[Some records]

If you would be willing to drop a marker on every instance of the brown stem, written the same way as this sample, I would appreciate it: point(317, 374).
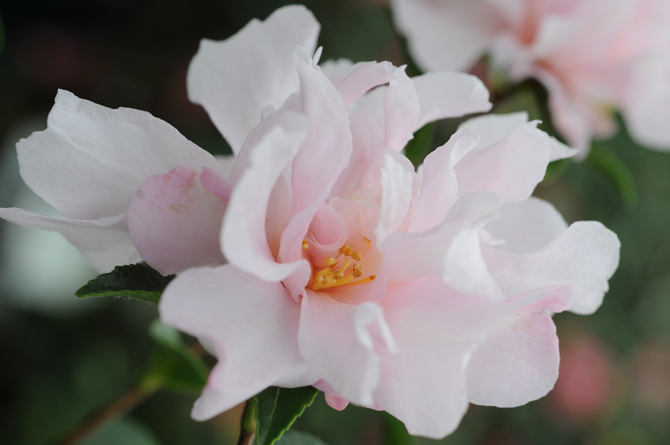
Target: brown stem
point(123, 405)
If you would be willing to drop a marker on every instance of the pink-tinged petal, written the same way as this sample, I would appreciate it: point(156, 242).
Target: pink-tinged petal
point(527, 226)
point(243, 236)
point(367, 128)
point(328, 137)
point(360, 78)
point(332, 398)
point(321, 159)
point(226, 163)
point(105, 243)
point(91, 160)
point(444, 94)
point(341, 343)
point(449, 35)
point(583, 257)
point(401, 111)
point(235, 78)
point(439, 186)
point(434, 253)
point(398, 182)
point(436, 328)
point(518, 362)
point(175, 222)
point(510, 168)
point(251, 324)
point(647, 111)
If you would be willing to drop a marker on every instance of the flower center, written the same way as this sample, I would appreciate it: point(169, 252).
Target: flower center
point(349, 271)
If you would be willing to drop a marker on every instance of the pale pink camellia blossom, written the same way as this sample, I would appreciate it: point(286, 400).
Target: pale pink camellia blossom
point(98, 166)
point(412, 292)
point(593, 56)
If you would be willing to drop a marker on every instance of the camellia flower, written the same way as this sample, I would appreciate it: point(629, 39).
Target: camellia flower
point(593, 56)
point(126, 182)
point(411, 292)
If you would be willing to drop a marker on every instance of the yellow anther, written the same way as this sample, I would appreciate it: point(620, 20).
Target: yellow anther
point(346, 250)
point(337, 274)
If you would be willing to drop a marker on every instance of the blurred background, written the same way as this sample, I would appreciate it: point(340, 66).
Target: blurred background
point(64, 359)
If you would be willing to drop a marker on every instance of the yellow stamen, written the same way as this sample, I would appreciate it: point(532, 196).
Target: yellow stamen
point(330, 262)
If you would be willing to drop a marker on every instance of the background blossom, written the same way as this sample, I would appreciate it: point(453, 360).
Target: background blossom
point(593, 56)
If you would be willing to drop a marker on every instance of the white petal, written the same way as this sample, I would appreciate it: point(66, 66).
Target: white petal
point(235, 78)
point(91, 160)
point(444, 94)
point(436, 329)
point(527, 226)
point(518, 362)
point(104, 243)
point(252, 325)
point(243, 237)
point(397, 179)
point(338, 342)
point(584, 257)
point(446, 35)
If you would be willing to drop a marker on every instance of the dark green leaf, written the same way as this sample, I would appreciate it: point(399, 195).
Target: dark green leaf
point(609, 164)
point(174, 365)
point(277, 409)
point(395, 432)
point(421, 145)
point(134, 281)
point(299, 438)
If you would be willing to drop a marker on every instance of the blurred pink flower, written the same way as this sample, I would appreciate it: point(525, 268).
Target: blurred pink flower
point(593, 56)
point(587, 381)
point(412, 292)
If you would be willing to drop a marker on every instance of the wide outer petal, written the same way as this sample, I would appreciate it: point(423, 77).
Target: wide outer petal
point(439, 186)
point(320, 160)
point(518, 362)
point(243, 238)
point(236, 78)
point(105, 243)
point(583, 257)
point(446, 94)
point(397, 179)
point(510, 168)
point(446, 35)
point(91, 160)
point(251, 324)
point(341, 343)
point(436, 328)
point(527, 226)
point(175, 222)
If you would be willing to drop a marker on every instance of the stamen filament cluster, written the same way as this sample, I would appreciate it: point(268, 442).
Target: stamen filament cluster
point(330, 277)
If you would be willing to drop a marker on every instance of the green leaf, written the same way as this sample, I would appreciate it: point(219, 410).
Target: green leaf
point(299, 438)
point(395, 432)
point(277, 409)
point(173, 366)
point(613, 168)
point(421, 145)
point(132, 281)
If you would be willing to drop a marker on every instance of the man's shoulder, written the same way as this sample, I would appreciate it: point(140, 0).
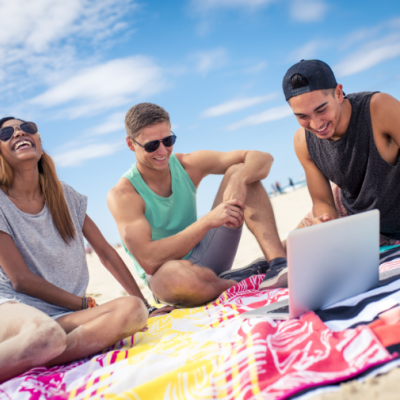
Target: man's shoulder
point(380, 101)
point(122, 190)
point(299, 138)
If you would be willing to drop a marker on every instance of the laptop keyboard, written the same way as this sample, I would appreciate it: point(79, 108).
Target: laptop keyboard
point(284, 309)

Goal of the exercise: Print everything from the line containing "it: point(140, 0)." down to the end of the material above, word for word, without the pictures.

Exercise answer:
If you would be willing to drop a marker on every instance of the man's shoulder, written the same way as this sample, I would appreciate it: point(140, 0).
Target: man's shoulder
point(380, 101)
point(122, 190)
point(299, 138)
If you would be willing to drop a marker on every instance of the laptop keyboard, written the same way as this sample, I would appreciate it: point(79, 108).
Target: laptop keyboard
point(284, 309)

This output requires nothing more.